TEXT SHOWN:
::::::::

# Oriental Shorthair question



## SiameseCat (Nov 15, 2010)

We have an Oriental boy. He's 9 months old now. His parents are registered pedigrees. But the boy seems to have a number of Burmese features; the bone structure of his face, his solid muscles, his eyes are gold/green rather than green, he has quite a small voice for an Oriental.
So I wonder if occasionally Burmese are mixed in, and he ended up with these features.
He's wonderful, if he's mixed it's great. We like Burmese too. But I'm curious if this is officially done sometimes.


----------



## lisajjl1 (Jun 23, 2010)

Did you get a five generation pedigree for him and if so is there any other breed of cat shown on this apart from Orientals and Siamese??

Also is he registered with GCCF and if so what is the breed number on his pink slip - if he has any other breeds apart from the permitted ones for oriental breeding it will be indicated somewhere. If you do have pink slip and it gives his breed as oriental with the appropriate breed number for him then this is 100% what he is.

If you dont have either of the above it may be worth contacting his breeder and asking if theyhave any other info about his heritage.

Do you have any pics??

Hope this helps.


----------



## lymorelynn (Oct 4, 2008)

If your boy has Burmese in him he can't be registered as a pedigree oriental nor could his parents if they have Burmese. Apart from developing the Toninkese breed I have never heard of introducing Burmese into Oriental lines.
Do you have any pictures of your boy?


----------



## SiameseCat (Nov 15, 2010)

I'd love to post some pictures. But they're only on this computer. It seems you can only upload from the web, right? I'll have to do something about that. If I'm wrong about that, please put me right.

Since he was bred "off the record" I have no documents. But his parents are registered pedigrees. Of course, I can ask the breeder too. But I wondered if this was sometimes done.


----------



## lizward (Feb 29, 2008)

You can upload pictures as attachments using the paperclip icon

Liz


----------



## Taylorbaby (Jan 10, 2009)

SiameseCat said:


> I'd love to post some pictures. But they're only on this computer. It seems you can only upload from the web, right? I'll have to do something about that. If I'm wrong about that, please put me right.

::::::::

LISTED RECORDS:
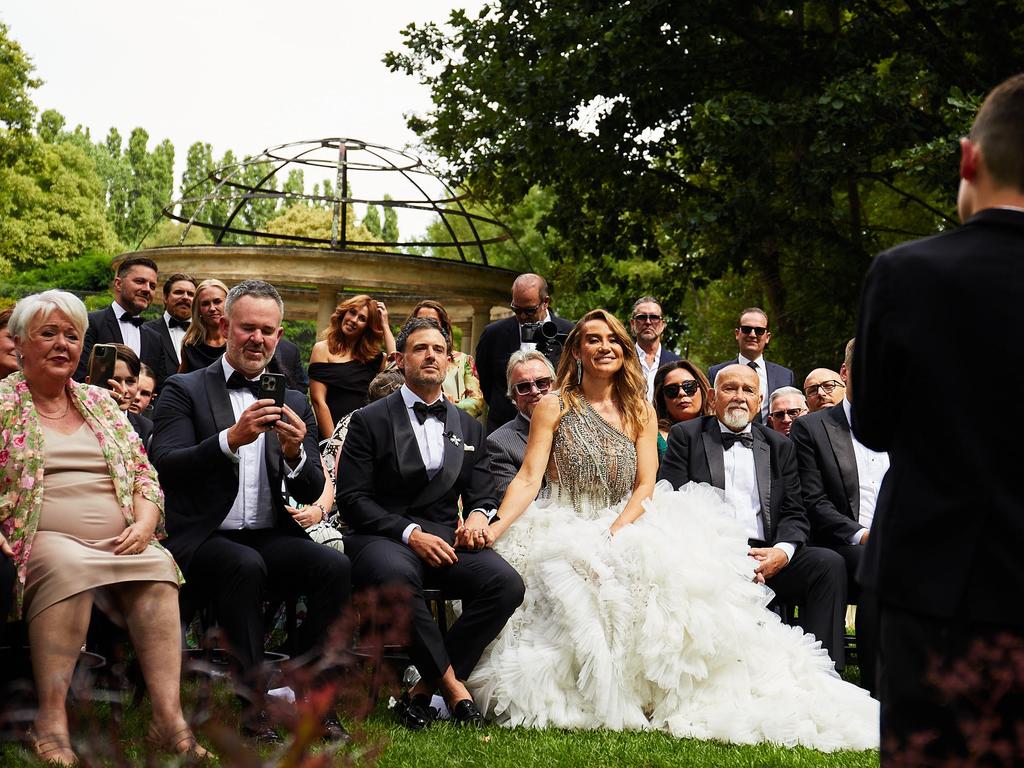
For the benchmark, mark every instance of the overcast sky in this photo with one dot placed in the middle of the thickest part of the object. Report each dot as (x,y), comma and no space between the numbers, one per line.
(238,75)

::::::::

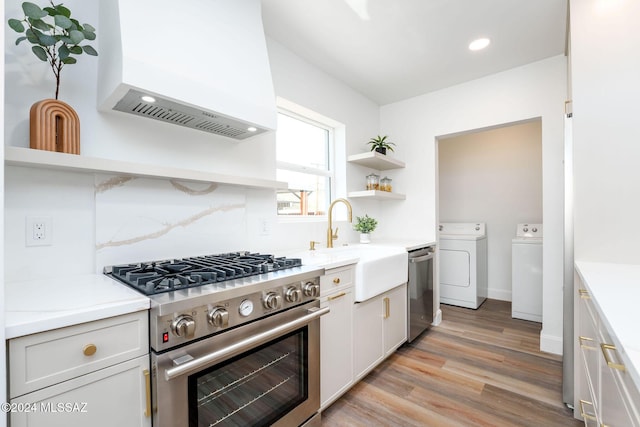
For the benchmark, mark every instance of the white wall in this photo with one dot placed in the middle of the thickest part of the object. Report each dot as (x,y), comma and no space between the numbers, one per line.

::::::::

TASK SET:
• A. List every username that appears as a post author in the Oriental Shorthair thread, each one once.
• B. In the Oriental Shorthair thread, which icon is suggested for uploading pictures as attachments?
• C. Print the Oriental Shorthair thread from "He's wonderful, if" up to and including "what he is.".
The data is unrelated to the Oriental Shorthair thread.

COMPLETED EXERCISE:
• A. SiameseCat, lisajjl1, lymorelynn, lizward, Taylorbaby

• B. The paperclip icon.

• C.
He's wonderful, if he's mixed it's great. We like Burmese too. But I'm curious if this is officially done sometimes.


----------



## lisajjl1 (Jun 23, 2010)

Did you get a five generation pedigree for him and if so is there any other breed of cat shown on this apart from Orientals and Siamese??

Also is he registered with GCCF and if so what is the breed number on his pink slip - if he has any other breeds apart from the permitted ones for oriental breeding it will be indicated somewhere. If you do have pink slip and it gives his breed as oriental with the appropriate breed number for him then this is 100% what he is.